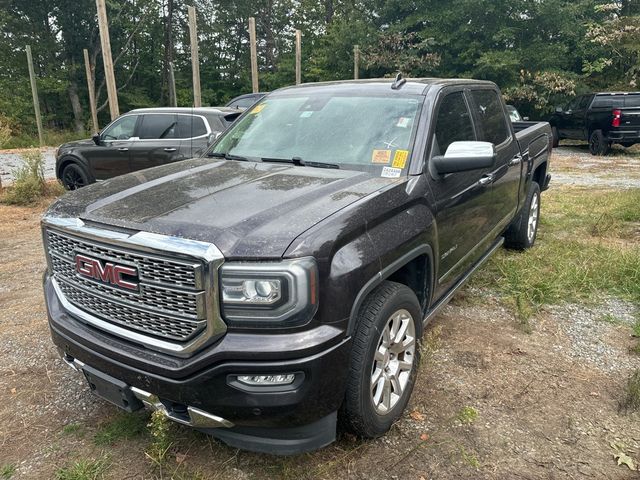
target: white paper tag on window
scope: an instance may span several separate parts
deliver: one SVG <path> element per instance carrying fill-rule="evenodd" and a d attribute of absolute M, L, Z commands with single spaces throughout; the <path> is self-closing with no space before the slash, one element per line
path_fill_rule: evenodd
<path fill-rule="evenodd" d="M 300 118 L 309 118 L 311 115 L 313 115 L 313 110 L 305 110 L 300 114 Z"/>
<path fill-rule="evenodd" d="M 401 173 L 401 168 L 383 167 L 380 176 L 384 178 L 399 178 Z"/>
<path fill-rule="evenodd" d="M 411 119 L 410 118 L 408 118 L 408 117 L 400 117 L 398 119 L 398 123 L 396 124 L 396 127 L 407 128 L 410 123 L 411 123 Z"/>

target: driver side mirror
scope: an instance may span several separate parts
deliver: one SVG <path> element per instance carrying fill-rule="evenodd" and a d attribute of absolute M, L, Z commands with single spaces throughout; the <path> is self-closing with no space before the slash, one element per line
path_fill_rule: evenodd
<path fill-rule="evenodd" d="M 493 167 L 496 147 L 490 142 L 453 142 L 444 155 L 431 159 L 440 175 Z"/>
<path fill-rule="evenodd" d="M 564 112 L 564 108 L 556 107 L 556 113 L 562 113 L 562 112 Z"/>
<path fill-rule="evenodd" d="M 93 140 L 93 143 L 95 143 L 96 145 L 100 145 L 100 134 L 94 133 L 91 137 L 91 140 Z"/>
<path fill-rule="evenodd" d="M 207 138 L 207 145 L 213 145 L 213 142 L 218 140 L 218 138 L 220 138 L 220 135 L 222 135 L 222 132 L 211 132 L 209 134 L 209 137 Z"/>

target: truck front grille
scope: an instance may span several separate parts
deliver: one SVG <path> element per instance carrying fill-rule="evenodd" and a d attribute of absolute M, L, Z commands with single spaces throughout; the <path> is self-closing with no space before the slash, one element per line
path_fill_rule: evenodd
<path fill-rule="evenodd" d="M 176 260 L 46 230 L 53 276 L 66 300 L 108 323 L 145 335 L 186 342 L 207 326 L 203 265 L 194 259 Z M 81 254 L 135 267 L 138 290 L 126 290 L 80 275 Z"/>

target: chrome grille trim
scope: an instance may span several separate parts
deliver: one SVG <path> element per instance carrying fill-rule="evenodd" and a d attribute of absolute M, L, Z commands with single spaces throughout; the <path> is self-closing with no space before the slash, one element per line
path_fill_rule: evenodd
<path fill-rule="evenodd" d="M 106 230 L 75 218 L 45 217 L 42 226 L 54 290 L 65 310 L 77 319 L 180 357 L 190 356 L 226 331 L 217 285 L 224 257 L 215 245 Z M 124 291 L 76 275 L 73 254 L 77 250 L 135 265 L 140 291 Z M 162 275 L 163 265 L 181 269 L 177 282 Z"/>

### TASK DETAILS
The answer should match the data above word for word, with no pictures in it.

### ANSWER SECTION
target: white paper tag on window
scope: an instance may span several separate parts
deliver: one SVG <path> element per instance carrying fill-rule="evenodd" and a d attribute of absolute M, L, Z commands with single spaces throughout; the <path> is self-closing with no space before the slash, one element per line
path_fill_rule: evenodd
<path fill-rule="evenodd" d="M 300 118 L 309 118 L 311 115 L 313 115 L 313 110 L 305 110 L 300 114 Z"/>
<path fill-rule="evenodd" d="M 401 173 L 401 168 L 383 167 L 380 176 L 384 178 L 399 178 Z"/>
<path fill-rule="evenodd" d="M 411 119 L 410 118 L 408 118 L 408 117 L 400 117 L 398 119 L 398 123 L 396 124 L 396 127 L 407 128 L 410 123 L 411 123 Z"/>

target: driver side mirror
scope: an instance may span several separate parts
deliver: one SVG <path> element per instance carrying fill-rule="evenodd" and a d attribute of absolute M, L, Z commands with single spaces throughout; the <path> is self-closing with no space before the slash, one element per line
path_fill_rule: evenodd
<path fill-rule="evenodd" d="M 493 167 L 496 147 L 490 142 L 453 142 L 444 155 L 431 159 L 440 175 Z"/>
<path fill-rule="evenodd" d="M 564 112 L 564 108 L 556 107 L 556 113 L 562 113 L 562 112 Z"/>
<path fill-rule="evenodd" d="M 93 140 L 93 143 L 95 143 L 96 145 L 100 145 L 100 134 L 94 133 L 91 137 L 91 140 Z"/>
<path fill-rule="evenodd" d="M 207 138 L 207 145 L 213 145 L 213 142 L 218 140 L 218 138 L 220 138 L 220 135 L 222 135 L 222 132 L 211 132 L 209 134 L 209 137 Z"/>

target: truck front grille
scope: an instance may span several separate parts
deliver: one SVG <path> element per instance carrying fill-rule="evenodd" and a d attribute of absolute M, L, Z commands with single spaces throughout; the <path> is self-closing with no space before the slash, one element per line
path_fill_rule: evenodd
<path fill-rule="evenodd" d="M 176 260 L 46 230 L 53 276 L 66 300 L 108 323 L 145 335 L 186 342 L 207 326 L 203 265 L 194 259 Z M 81 254 L 135 267 L 138 290 L 126 290 L 80 275 Z"/>

target: chrome grille trim
scope: an instance may span several separate parts
deliver: one SVG <path> element per instance carrying fill-rule="evenodd" and a d attribute of absolute M, L, Z commands with single spaces throughout; the <path> is self-closing with no space before the slash, one element per line
path_fill_rule: evenodd
<path fill-rule="evenodd" d="M 106 230 L 75 218 L 45 217 L 42 226 L 54 290 L 65 310 L 77 319 L 180 357 L 190 356 L 226 331 L 217 285 L 224 257 L 215 245 Z M 124 291 L 76 275 L 73 254 L 77 250 L 135 265 L 140 291 Z M 162 275 L 163 265 L 181 269 L 177 282 Z"/>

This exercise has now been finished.